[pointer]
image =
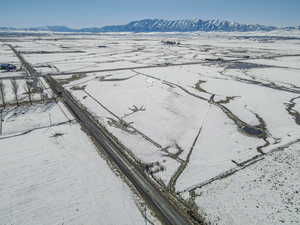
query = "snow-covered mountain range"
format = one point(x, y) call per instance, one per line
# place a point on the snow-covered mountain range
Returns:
point(160, 25)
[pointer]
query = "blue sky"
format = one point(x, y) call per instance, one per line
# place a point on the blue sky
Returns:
point(86, 13)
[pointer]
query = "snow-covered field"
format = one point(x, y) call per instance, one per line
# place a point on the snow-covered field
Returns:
point(52, 174)
point(212, 126)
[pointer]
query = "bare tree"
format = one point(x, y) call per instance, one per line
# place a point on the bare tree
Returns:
point(2, 93)
point(28, 91)
point(15, 89)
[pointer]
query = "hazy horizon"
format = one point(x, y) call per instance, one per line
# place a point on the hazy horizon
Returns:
point(92, 13)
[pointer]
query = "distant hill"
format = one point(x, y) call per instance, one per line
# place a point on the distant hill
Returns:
point(159, 25)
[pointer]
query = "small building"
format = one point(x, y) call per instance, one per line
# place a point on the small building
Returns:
point(8, 67)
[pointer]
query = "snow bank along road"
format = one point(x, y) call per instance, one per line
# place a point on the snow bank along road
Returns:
point(164, 208)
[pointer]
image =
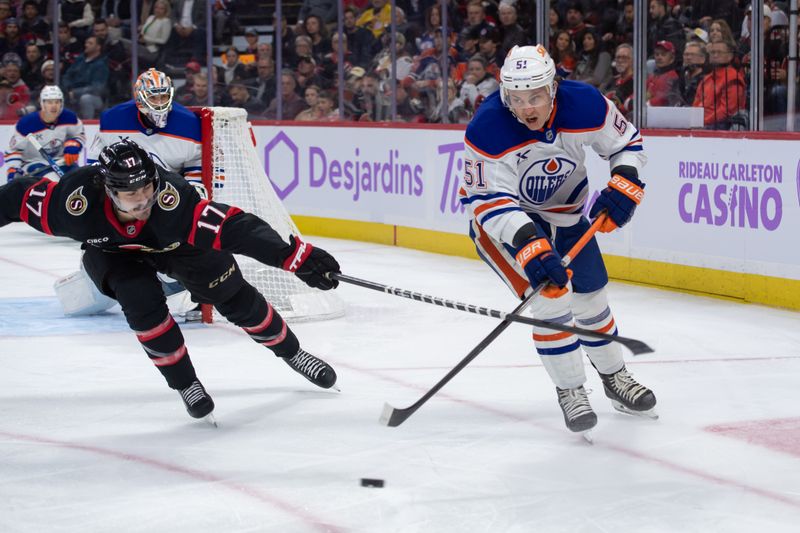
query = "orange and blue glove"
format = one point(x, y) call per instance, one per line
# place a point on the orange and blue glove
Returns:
point(619, 200)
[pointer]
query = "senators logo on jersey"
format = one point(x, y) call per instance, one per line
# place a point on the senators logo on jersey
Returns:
point(169, 198)
point(77, 202)
point(543, 178)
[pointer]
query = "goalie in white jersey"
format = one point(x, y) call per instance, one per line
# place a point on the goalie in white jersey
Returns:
point(525, 187)
point(168, 131)
point(58, 131)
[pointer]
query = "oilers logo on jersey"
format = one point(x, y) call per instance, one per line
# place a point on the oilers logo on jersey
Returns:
point(543, 178)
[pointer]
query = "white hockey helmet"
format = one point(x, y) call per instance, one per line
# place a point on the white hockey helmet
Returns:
point(525, 68)
point(153, 93)
point(50, 92)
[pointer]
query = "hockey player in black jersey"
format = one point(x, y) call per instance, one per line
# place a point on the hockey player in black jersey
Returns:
point(135, 219)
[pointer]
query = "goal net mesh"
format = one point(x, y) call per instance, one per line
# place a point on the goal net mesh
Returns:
point(234, 175)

§ §

PROBLEM:
Above are records to transcribe exactly; leave their pictures out.

OUTPUT OF THE EXERCISE:
[pointer]
image =
query = "snow-covered mountain range"
format = one point(x, y) call per instance, one per line
# place a point on the snow-covered mountain range
Returns:
point(160, 25)
[pointer]
query = "blue sky"
format = one point(x, y) call per instance, one per line
# place a point on the blue sky
Returns:
point(86, 13)
[pointer]
query = "snow-covered field"
format = one point(x, y) call per instance, one per line
# place a point on the snow-covered field
Returns:
point(52, 174)
point(212, 126)
[pointer]
query = "bare tree"
format = one point(x, y) call per instance, one per line
# place a point on the bare tree
Returns:
point(2, 93)
point(28, 91)
point(15, 89)
[pointer]
query = "hazy horizon"
format = one point(x, y) call per instance, one per line
# place a point on the hazy horizon
Returns:
point(92, 13)
[pointer]
query = "distant hill"
format = one point(x, y) call per instance, one per line
# place a point on the distant hill
Returns:
point(159, 25)
[pointer]
query = "small building"
format = one point(x, y) call per instance, one per line
# place a point on the small building
Returns:
point(8, 67)
[pointer]
query = "snow bank along road"
format = one point(x, y) call per instance, one per line
# place a point on the snow bank along road
Returns:
point(164, 208)
[pointer]
image =
query = "orange and blue glove"
format = one point(x, y) call per instance, one per line
# place a point on the orange and blue glove
Returns:
point(619, 200)
[pointer]
query = "senators logo on jersey"
format = one point(x, y) call per instance, one per line
# place a point on the senators logo on jersey
Returns:
point(169, 198)
point(77, 202)
point(543, 178)
[pointer]
query = "goalie in white jersey"
format = one point(x, y) call per instance, one per line
# place a point on the goalie in white jersey
Returns:
point(525, 187)
point(168, 131)
point(58, 131)
[pointer]
query = "oilers logo on jersey"
format = one point(x, y) call per instance, one per line
# place a point on the oilers logo on jersey
Returns:
point(543, 178)
[pointer]
query = "white hockey helmet"
format = one point(x, y) call per instance, one per line
# place a point on the white hockey helmet
Returns:
point(525, 68)
point(153, 93)
point(50, 92)
[pointer]
query = "hockey player in black jersey"
format = one point(x, y) call per instance, one per line
# place a point on the hockey player in black jersey
Returns:
point(135, 219)
[pointer]
query = "goal net mesh"
format = one point(x, y) call per instance, one per line
# place a point on the goal net mesh
Returns:
point(234, 175)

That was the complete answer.